___ DATA SHOWN ___

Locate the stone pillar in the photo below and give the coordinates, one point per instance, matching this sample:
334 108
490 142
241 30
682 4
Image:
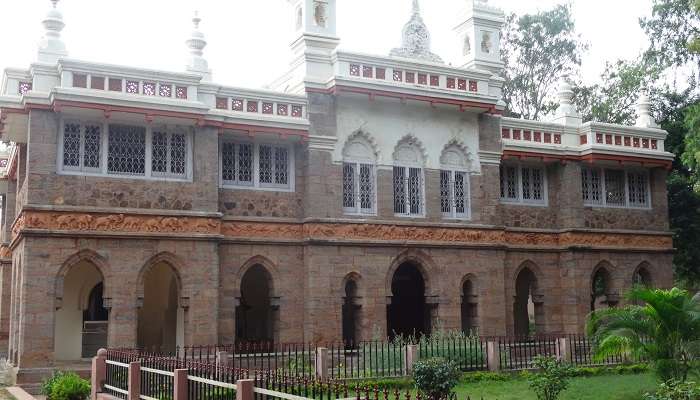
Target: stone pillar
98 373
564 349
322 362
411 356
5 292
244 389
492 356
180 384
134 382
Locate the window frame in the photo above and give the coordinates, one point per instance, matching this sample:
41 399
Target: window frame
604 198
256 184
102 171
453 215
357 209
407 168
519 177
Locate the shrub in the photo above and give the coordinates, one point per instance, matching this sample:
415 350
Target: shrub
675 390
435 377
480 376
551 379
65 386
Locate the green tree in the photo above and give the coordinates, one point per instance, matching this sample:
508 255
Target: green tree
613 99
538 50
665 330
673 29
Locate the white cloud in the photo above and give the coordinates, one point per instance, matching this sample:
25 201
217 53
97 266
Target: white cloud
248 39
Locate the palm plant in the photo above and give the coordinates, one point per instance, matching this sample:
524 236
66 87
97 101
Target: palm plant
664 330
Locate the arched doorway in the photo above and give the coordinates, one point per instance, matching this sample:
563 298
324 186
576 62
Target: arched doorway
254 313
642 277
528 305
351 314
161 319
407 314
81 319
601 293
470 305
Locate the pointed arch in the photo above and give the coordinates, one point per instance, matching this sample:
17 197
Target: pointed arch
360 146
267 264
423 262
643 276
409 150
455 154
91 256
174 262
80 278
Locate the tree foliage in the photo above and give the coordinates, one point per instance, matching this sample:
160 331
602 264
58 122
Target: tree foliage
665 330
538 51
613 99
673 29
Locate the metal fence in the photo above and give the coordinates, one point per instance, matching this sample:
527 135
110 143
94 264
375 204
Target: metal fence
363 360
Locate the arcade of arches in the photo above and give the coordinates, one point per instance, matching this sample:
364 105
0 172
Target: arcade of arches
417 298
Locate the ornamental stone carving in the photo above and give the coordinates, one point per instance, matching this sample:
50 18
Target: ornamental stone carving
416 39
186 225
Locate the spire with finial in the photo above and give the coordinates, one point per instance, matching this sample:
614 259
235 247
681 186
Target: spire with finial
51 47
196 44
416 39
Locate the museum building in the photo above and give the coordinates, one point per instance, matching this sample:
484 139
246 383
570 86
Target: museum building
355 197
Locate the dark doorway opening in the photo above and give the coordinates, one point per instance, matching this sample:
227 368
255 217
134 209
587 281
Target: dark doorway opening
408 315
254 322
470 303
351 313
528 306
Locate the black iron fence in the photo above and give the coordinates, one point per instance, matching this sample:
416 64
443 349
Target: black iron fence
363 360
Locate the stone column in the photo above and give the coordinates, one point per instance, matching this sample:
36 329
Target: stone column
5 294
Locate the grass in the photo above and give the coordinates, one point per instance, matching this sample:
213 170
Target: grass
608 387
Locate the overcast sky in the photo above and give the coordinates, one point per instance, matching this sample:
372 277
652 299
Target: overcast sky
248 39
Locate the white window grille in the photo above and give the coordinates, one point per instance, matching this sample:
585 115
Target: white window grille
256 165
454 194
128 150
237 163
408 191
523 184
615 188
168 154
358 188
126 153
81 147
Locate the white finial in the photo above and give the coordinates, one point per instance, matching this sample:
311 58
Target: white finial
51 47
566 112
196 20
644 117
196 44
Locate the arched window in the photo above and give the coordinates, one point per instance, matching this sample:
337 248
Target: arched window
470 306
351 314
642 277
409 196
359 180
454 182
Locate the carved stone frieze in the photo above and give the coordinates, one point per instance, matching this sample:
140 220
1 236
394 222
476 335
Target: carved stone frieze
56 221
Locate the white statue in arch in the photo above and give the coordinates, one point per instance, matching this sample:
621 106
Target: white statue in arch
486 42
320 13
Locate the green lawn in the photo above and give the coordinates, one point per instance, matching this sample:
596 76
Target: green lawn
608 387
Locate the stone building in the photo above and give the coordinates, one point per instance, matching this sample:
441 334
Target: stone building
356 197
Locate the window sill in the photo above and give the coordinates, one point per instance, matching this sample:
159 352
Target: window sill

___
___ DATA SHOWN ___

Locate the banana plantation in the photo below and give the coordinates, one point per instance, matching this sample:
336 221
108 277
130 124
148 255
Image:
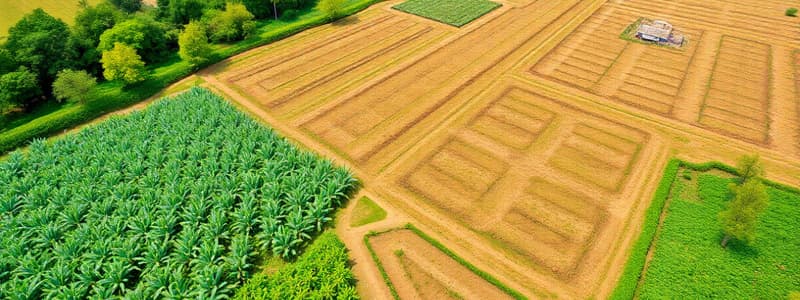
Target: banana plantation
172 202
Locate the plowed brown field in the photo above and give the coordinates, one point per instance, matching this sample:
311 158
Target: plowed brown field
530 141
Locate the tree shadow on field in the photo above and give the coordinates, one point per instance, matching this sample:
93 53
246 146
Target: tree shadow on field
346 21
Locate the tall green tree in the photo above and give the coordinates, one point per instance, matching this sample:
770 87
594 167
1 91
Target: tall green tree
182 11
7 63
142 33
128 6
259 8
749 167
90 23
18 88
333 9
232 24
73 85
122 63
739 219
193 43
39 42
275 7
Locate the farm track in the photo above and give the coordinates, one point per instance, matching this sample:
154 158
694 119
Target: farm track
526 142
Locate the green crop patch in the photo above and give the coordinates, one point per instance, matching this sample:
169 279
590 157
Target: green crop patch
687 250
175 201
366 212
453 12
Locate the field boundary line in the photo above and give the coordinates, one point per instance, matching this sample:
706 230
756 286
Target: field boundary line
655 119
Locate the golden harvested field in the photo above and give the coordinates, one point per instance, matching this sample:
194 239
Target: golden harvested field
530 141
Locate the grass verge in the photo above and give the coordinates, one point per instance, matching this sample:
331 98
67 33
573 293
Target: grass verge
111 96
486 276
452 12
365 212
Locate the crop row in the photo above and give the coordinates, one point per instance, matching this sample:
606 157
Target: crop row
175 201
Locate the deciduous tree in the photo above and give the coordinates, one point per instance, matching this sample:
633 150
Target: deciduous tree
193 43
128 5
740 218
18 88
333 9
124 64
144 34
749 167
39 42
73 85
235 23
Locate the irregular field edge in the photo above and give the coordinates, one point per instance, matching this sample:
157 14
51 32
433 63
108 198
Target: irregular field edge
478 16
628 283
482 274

___
___ DATA SHOWN ___

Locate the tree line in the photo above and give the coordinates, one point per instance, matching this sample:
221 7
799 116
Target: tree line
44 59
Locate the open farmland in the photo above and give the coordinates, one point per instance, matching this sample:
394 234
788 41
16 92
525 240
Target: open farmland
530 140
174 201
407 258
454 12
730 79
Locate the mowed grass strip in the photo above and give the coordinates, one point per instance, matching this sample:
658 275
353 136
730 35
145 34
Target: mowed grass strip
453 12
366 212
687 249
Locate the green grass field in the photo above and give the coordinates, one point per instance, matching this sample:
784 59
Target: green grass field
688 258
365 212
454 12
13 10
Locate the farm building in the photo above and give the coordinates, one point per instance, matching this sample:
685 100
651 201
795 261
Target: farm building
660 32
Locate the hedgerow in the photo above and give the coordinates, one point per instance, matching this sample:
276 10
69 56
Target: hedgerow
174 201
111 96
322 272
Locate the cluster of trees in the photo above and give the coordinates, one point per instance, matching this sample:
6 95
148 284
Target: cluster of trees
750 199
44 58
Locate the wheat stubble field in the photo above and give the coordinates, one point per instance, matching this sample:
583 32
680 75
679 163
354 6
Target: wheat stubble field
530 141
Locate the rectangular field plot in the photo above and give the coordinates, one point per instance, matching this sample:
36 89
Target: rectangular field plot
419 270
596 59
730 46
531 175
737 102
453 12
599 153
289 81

___

Count the lines in the entries above that contain the string "rectangular", matching case exactly. Give only the number.

COMPLETED EXERCISE - 2